Exercise requirements -> Word for word, the records below are to be set down again.

[Data excerpts]
:::::

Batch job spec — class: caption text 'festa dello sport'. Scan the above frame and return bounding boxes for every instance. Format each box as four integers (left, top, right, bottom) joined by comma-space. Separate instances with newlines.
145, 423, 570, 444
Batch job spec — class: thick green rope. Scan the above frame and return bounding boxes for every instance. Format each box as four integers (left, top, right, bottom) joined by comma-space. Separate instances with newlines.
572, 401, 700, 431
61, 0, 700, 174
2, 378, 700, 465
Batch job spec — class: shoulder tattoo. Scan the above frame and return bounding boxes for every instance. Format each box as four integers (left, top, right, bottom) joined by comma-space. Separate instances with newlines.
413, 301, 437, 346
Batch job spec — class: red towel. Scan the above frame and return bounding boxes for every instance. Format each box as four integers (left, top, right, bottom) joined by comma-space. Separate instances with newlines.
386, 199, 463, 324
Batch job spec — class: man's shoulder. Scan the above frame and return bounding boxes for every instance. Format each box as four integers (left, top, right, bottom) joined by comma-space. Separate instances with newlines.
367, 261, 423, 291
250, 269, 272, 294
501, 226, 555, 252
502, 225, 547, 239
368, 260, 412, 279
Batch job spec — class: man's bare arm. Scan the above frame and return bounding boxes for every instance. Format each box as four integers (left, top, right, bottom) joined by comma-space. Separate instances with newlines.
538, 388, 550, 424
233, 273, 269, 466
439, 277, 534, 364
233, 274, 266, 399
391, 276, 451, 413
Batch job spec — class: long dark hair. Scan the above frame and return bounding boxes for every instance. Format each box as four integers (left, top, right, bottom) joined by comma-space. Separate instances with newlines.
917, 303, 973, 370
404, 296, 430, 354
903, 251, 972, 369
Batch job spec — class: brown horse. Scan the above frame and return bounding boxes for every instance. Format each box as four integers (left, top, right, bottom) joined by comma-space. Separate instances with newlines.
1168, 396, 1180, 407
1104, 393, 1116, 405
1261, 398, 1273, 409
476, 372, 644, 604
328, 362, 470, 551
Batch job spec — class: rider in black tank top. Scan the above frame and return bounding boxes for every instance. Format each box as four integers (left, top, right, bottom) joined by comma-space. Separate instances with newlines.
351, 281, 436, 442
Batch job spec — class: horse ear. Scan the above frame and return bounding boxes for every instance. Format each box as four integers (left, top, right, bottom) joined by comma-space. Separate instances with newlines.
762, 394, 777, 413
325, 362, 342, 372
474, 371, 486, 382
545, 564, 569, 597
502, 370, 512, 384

:::::

Exercise output ->
Batch job spec — class: caption text 'festa dello sport'. Scan the above frame and return bounding boxes for every instance. Format each box as four integers (left, top, right, bottom) joined by comma-space. Separate instances with newlines.
145, 423, 570, 444
Batch job spec — class: thick green rope. Scan the above frame and return bounding boxes for every instance. Format each box as four integers (left, top, right, bottom) joined by comma-space. Separate instances with newlines.
572, 401, 700, 431
61, 0, 700, 174
2, 378, 700, 465
Batch job spec — class: shoulder tattoo. Scan the above frame and return bounding boxes for every instance. Format each box as four integers (left, top, right, bottom) joined by comma-space. Separate instances with newlines.
413, 301, 437, 346
Batch job spec — class: red towel. Scan the above frame and return bounding boxes for every instance. Format each box as four integers (left, top, right, bottom) joined by comma-space. Separate instances with newlines.
386, 199, 463, 324
Batch job spec — class: man's shoulder. Scan the above frame and return bounding boxes for every instance. Format each box as four integers (left, top, right, bottom) joined by comma-space. Separate instances with newlines.
367, 261, 423, 291
250, 269, 272, 294
501, 226, 555, 252
502, 225, 547, 239
368, 260, 412, 279
Batch job spec — class: man's bare arm. Scan the above frame and return bounding boxes for every instance. Format each box as four integers (left, top, right, bottom) joined by comma-space. Separate instances with newlines.
538, 388, 550, 424
233, 273, 269, 466
439, 277, 534, 364
233, 274, 266, 399
391, 276, 451, 413
Batch job spec — class: long dark hair. Scan the above frame and return bounding boxes for every instance. Format each box as four integers (left, top, right, bottom) joined by comma-space. Separate instances with newlines.
917, 303, 973, 370
404, 296, 430, 354
903, 251, 972, 369
Batch job spec — class: brown horse. Scan the above frame and return bounding boxes for every instance. Format each box as four integers (left, top, right, bottom) joined by comma-space. Separate instances with newlines.
1168, 396, 1180, 407
1104, 393, 1116, 405
1261, 398, 1273, 409
476, 372, 644, 604
328, 362, 470, 551
Batch job spec — class: rider in black tank top. Scan the above frame and return bounding boxes for every instance. Format each box as four integers (left, top, right, bottom) joined by comma-space. Separate instances with newlines.
351, 281, 436, 442
Batch job spec — class: horse ear. Scan the above frame and return bounding boxes for every instance. Format each box as four integers (left, top, right, bottom) joined by comma-space. Separate instances with newlines.
762, 394, 777, 413
325, 362, 342, 372
474, 371, 486, 382
545, 564, 569, 597
502, 370, 512, 384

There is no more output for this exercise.